> ACTION ITEM: Although the entries hold pictures, only their words are printed back, exactly as given.

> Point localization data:
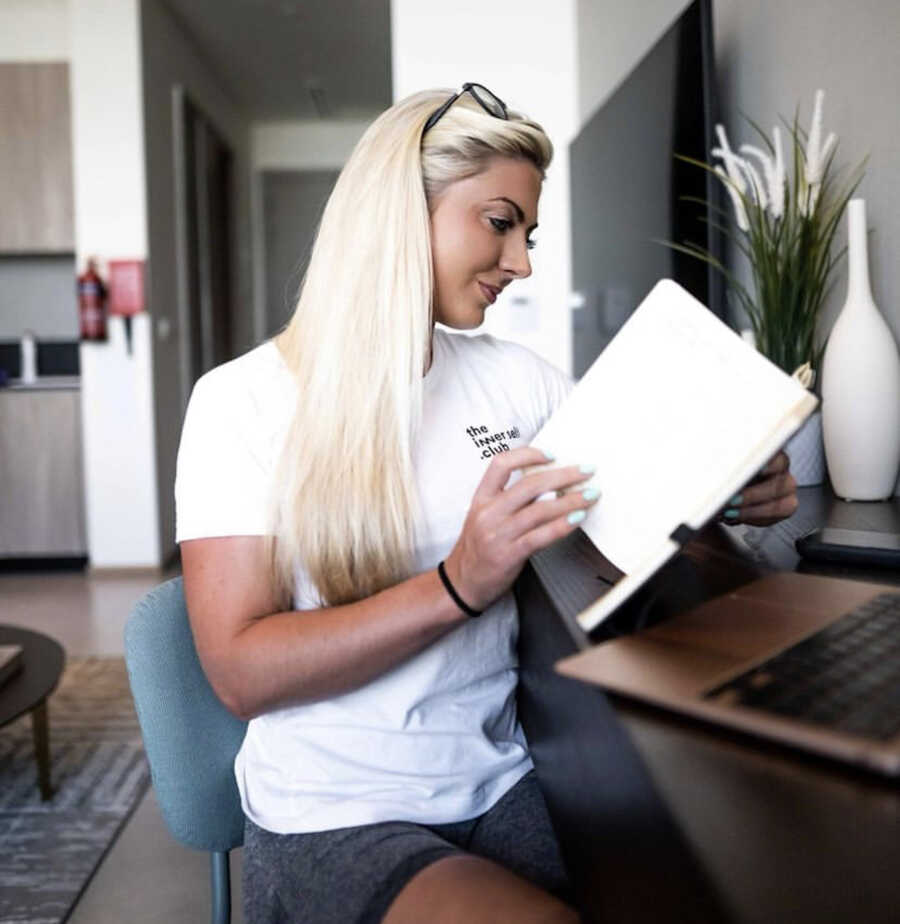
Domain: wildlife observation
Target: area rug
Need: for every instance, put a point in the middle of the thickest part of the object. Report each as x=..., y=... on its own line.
x=50, y=850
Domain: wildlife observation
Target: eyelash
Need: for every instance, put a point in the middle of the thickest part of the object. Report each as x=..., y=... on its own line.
x=502, y=225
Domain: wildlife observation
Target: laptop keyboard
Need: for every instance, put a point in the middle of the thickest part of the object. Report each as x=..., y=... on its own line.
x=845, y=677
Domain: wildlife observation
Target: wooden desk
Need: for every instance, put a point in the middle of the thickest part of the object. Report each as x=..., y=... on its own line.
x=664, y=819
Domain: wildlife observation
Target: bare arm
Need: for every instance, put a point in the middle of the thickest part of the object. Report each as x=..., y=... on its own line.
x=259, y=657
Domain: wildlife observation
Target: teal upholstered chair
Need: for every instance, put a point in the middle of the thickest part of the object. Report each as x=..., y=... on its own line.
x=190, y=737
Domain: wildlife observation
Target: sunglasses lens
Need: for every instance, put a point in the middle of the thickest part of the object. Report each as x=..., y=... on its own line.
x=491, y=103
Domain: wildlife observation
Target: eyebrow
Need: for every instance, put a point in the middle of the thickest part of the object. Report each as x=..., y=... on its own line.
x=519, y=213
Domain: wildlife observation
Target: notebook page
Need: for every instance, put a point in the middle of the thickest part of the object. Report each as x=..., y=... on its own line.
x=667, y=413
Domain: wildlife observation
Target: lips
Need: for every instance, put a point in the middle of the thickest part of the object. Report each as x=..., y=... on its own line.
x=490, y=292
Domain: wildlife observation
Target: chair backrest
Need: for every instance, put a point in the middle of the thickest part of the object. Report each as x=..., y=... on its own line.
x=190, y=738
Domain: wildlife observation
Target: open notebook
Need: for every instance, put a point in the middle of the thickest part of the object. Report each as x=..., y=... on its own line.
x=677, y=414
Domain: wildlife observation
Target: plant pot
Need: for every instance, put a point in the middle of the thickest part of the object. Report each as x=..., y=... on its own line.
x=806, y=452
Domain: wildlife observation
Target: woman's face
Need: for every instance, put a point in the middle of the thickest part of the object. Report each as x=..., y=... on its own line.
x=480, y=237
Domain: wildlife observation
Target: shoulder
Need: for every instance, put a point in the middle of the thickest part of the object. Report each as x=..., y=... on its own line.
x=235, y=421
x=254, y=375
x=491, y=354
x=511, y=371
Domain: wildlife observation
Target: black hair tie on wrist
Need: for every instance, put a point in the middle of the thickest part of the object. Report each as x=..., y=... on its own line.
x=452, y=591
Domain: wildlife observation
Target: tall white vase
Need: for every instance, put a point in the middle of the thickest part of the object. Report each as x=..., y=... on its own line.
x=861, y=384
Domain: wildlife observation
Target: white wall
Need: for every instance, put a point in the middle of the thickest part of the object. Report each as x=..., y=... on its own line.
x=111, y=221
x=170, y=57
x=304, y=145
x=524, y=50
x=291, y=145
x=34, y=30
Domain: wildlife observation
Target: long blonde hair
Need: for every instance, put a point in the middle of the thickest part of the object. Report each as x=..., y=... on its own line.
x=359, y=342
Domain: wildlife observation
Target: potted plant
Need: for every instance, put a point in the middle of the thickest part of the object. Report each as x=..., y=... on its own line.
x=784, y=225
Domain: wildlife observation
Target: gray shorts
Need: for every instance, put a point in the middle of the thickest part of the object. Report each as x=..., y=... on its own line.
x=351, y=875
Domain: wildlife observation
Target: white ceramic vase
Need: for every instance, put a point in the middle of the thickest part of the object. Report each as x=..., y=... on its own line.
x=861, y=384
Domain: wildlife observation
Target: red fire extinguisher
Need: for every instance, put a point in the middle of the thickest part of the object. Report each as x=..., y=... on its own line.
x=92, y=304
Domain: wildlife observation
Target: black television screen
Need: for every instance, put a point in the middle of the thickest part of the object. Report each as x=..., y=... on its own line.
x=629, y=189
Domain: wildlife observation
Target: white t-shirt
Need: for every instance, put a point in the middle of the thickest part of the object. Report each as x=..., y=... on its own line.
x=435, y=739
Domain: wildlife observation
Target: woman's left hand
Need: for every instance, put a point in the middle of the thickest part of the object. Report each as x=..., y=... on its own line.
x=771, y=496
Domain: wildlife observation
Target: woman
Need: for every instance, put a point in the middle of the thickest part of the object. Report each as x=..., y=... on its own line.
x=352, y=513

> RESPONSE TO THE TASK:
Domain: wildlife observation
Target: area rug
Need: for every instance, put a point in the middle of the thickest part of the object. Report each as x=..., y=... on its own line.
x=50, y=850
Domain: wildlife observation
Target: eyelash
Need: for every instance, put a point in the middle of the thickest part of the object. Report each as x=..., y=... on its own line.
x=502, y=225
Domain: wildlife observation
Target: laptop keyboard
Need: for every instance, put a point in the middle of the thickest part of the object. Report each as x=..., y=... on its own line.
x=845, y=677
Domain: wildlife observation
Target: wooden desk
Need: for every instance, put a point in the middle of the thickest part of the object. Report each as x=..., y=... on its own line.
x=664, y=819
Domain: wildlife observation
Target: bare arm
Need: for every instance, put a point in the middle of the thickest part of the object. Report each as x=..., y=... on its own line.
x=259, y=657
Domain: wildlife observation
Target: teal upholstered chair
Need: for every instance, put a point in the middle of the thickest part of the object. Report each as x=..., y=... on its own line.
x=190, y=737
Domain: wildlife observation
Target: sunglasses lens
Need: for every instance, put a point in the middle of the thickest part of the object. Report each as x=..., y=... on its own line.
x=491, y=103
Domain: wildlife observation
Target: eyebrow
Need: for every instance, put a point in the middle of the thickest part of the object. Report each as x=..., y=... on its own line.
x=519, y=213
Domain: wildlife observation
Target: notebook page
Need: for every instance, put a point in the middle of the thickest part of the object. Report each as x=..., y=... on its own line.
x=667, y=413
Domain: wildlife observation
Target: lips
Need: for every instance, put a point in the middle of the thickest part of the object. Report each as x=..., y=... on its own line.
x=490, y=292
Domain: wildlife observation
Target: chair backrest
Need: for every instance, put a point in the middle of the thickest part of the object. Report each as x=..., y=... on its own line.
x=190, y=738
Domain: wildlife observation
Target: open notebook
Need: for every instance, put a point in the middle of the thickest part of the object. Report each as x=..., y=... on its own line.
x=677, y=414
Domain: wildlife observation
Target: plant pot
Need: for every instance, put a point in the middle of the thickest part of the object. Report each as x=..., y=... on its own line.
x=806, y=452
Domain: wildlife observation
Target: woman's face
Need: for every instance, put a point in the middle of the thickest part of the object. Report each as x=..., y=... on its own line.
x=480, y=237
Domain: wildlife observation
Target: shoulder
Need: for every instance, put a point in the middle of the thickest part of the object. Report each as x=..., y=... on its own line.
x=235, y=421
x=254, y=375
x=491, y=354
x=511, y=371
Domain: wildlife observation
Target: black hair tie on wrist
Need: for every instance, put a point in the middle of the thickest part of the object. Report each as x=..., y=... on its own line.
x=452, y=591
Domain: wildlife observation
Target: tall white vase
Need: for every instance, put a point in the middle of the thickest part of the object. Report each as x=..., y=... on its own line.
x=861, y=384
Domain: wildlife observation
Target: white wall
Need: for every instance, put a point in the middle of the thickest part of the object. Report each as x=..., y=... on its own line.
x=111, y=221
x=170, y=57
x=304, y=145
x=524, y=50
x=291, y=145
x=34, y=30
Domain: wildlife observation
Target: long blonde hair
Need: for every instance, put a point in the middle of the thickest part of the object. Report each as x=..., y=... on its own line.
x=359, y=342
Domain: wildlife observation
Target: potted plant
Need: for every instance, put a point in the middle of the thickest part of the object. Report each as x=..., y=... on its own line.
x=784, y=225
Domain: wildlife observation
Target: gray shorts
Need: for every instance, put a point in the middle of the thickest part of the object. Report each as x=..., y=... on its own line.
x=351, y=875
Domain: wildlife observation
Target: white ceramic vase
Need: for every instance, put a point in the middle of the thickest part of the object. Report each as x=..., y=... on its own line.
x=861, y=384
Domain: wildlife observation
Target: red fire extinguisher
Need: for every instance, put a point in the middle of the thickest part of the object. Report each as x=..., y=... on its own line.
x=92, y=304
Domain: wildlife observation
Target: black television screen
Need: for every instance, put a point in the middle of the thickest part of the object. Report each as x=..., y=... on its own line.
x=629, y=189
Domain: wildlife observation
Target: white t-shirt
Need: for every instance, put a point in the middle of the thickest part of the object. Report each as x=..., y=... on its own line.
x=435, y=739
Domain: wildlife observation
Target: woman's left hand
Need: for every instance, put a point in the middle of the thickest part of the object. Report each as x=..., y=... on its own line.
x=771, y=496
Domain: wildlife observation
Target: woman
Need: for every instance, put a point in the middle of the thickest part of the object. Report each as x=..., y=... on its own line.
x=352, y=513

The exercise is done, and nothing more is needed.